_Trabalho solicitado_.
1 – Cite o trecho do texto fornecido entre "Essas personagens de" e "que é simples.", inclusive.
2 – Some 132 a cada coordenada dos pontos dados como resposta nas linhas da listagem que vão da linha que contém "Task: indicate the weathered" até o final da listagem, inclusive. Reescreva na íntegra apenas essas linhas.

30.5.05

ALGUÉM QUE VOCÊ CONHECE?

Há sempre alguém que conhecemos e, pior, convivemos, que se encaixa nessa descrição de Balzac.

"Não se encontram muitos homens cuja profunda nulidade é um segredo para a maior parte das pessoas que os conhecem? Uma posição elevada, um nascimento ilustre, atribuições importantes, um certo verniz de polidez, uma grande reserva no procedimento ou o prestígio da fortuna, são para eles como guardas que impedem os críticos de penetrar na sua existência íntima (...)
Essas personagens de merecimento fictício interrogam em vez de falar, possuem a arte de dispor os outros em cena, fazê-los mover com destreza segundo suas paixões ou os seus interesses, e zombam assim de homens que lhes são realmente superiores, fazem deles seus fantoches e julgam-os pequenos porque os rebaixaram até suas pessoas".
Balzac - A Mulher de Trinta Anos

A DOR DO NÃO VIVIDO



"Definitivo, como tudo o que é simples.
Nossa dor não advém das coisas vividas,
mas das coisas que foram sonhadas e não se cumpriram".
A Dor do Não Vivido
Carlos Drummond de Andrade


"O que mata as pessoas é o fato de esperar. Quando se aceita que tudo é desesperado é mais fácil alcançar a felicidade. As pessoas se matam é por decepção". Essa é a alternativa de André Comte-Sponville, um filósofo francês, para que se alcance a felicidade. O desespero descrito é o deixar de esperar, estágio que pressupõe a perda e indica a dificuldade do caminho. É o reconhecimento de que a vida é decepcionante pois, quem usa a esperança como meio de vida alterna, constantemente, estágios de decepção e esperança, o que transforma o mundo em uma constante aflição. Sair desse ciclo é alcançar a sabedoria, na qual o real basta.

_Listagem fornecida_.

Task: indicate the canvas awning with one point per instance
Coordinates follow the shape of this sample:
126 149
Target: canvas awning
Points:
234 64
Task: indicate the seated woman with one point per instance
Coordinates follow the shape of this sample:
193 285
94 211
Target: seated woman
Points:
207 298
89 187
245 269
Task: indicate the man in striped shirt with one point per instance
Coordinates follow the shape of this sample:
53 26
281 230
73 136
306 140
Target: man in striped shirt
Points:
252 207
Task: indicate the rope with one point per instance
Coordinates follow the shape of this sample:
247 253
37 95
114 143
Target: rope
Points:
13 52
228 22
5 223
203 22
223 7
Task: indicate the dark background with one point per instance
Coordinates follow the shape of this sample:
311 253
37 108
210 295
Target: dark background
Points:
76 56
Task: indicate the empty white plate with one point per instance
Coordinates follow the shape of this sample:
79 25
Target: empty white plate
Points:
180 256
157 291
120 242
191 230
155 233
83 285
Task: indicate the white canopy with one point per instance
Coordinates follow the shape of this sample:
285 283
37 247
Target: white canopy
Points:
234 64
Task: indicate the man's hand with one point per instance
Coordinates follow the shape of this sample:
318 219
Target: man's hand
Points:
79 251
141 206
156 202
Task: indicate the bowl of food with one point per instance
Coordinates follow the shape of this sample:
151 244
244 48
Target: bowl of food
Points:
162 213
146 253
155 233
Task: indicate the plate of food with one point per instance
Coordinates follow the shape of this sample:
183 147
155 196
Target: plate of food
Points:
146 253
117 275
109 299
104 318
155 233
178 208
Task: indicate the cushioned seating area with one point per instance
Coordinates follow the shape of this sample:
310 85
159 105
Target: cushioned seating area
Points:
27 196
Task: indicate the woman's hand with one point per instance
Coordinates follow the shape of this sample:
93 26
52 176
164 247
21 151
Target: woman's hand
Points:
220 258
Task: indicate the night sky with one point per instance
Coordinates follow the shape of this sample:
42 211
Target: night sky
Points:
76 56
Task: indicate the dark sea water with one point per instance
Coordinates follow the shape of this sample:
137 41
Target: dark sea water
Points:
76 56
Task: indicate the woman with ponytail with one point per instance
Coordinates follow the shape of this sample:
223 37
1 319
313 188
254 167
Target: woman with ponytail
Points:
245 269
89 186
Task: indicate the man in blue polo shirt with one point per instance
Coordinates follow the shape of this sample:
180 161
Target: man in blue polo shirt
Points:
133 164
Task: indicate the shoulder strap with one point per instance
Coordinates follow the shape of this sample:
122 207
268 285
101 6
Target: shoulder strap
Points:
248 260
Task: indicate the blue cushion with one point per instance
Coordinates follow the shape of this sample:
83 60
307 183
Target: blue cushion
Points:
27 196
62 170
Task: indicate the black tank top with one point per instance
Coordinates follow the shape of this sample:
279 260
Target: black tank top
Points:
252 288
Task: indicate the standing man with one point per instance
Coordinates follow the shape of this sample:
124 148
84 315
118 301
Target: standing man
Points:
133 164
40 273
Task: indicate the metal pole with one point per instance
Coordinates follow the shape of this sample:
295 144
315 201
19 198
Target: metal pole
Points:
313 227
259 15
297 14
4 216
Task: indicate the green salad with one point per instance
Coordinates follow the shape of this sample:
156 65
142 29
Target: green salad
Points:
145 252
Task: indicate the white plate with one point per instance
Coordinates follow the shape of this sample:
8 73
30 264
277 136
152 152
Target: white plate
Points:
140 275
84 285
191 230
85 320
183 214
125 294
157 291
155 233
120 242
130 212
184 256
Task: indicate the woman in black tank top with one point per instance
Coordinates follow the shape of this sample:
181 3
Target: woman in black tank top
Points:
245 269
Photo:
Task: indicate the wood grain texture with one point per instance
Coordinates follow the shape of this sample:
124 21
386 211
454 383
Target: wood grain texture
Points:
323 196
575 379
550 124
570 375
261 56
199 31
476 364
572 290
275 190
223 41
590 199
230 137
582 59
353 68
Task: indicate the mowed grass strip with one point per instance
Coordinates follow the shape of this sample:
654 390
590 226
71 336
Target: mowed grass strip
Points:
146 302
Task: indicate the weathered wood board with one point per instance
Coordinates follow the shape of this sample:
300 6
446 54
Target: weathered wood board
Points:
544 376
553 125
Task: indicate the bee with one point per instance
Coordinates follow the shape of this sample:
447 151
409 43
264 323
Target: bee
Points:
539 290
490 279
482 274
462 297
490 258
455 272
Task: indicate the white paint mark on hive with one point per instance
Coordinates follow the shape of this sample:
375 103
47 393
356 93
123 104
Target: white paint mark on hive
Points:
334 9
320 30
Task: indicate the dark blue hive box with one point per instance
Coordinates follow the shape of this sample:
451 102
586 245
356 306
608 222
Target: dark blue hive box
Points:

_Respostas redigidas_.
1 –
Essas personagens de merecimento fictício interrogam em vez de falar, possuem a arte de dispor os outros em cena, fazê-los mover com destreza segundo suas paixões ou os seus interesses, e zombam assim de homens que lhes são realmente superiores, fazem deles seus fantoches e julgam-os pequenos porque os rebaixaram até suas pessoas".
Balzac - A Mulher de Trinta Anos

A DOR DO NÃO VIVIDO



"Definitivo, como tudo o que é simples.

2 –
Task: indicate the weathered wood board with one point per instance
Coordinates follow the shape of this sample:
300 6
446 54
Target: weathered wood board
Points:
676 508
685 257
Task: indicate the bee with one point per instance
Coordinates follow the shape of this sample:
447 151
409 43
264 323
Target: bee
Points:
671 422
622 411
614 406
594 429
622 390
587 404
Task: indicate the white paint mark on hive with one point per instance
Coordinates follow the shape of this sample:
375 103
47 393
356 93
123 104
Target: white paint mark on hive
Points:
466 141
452 162
Task: indicate the dark blue hive box with one point per instance
Coordinates follow the shape of this sample:
451 102
586 245
356 306
608 222
Target: dark blue hive box
Points:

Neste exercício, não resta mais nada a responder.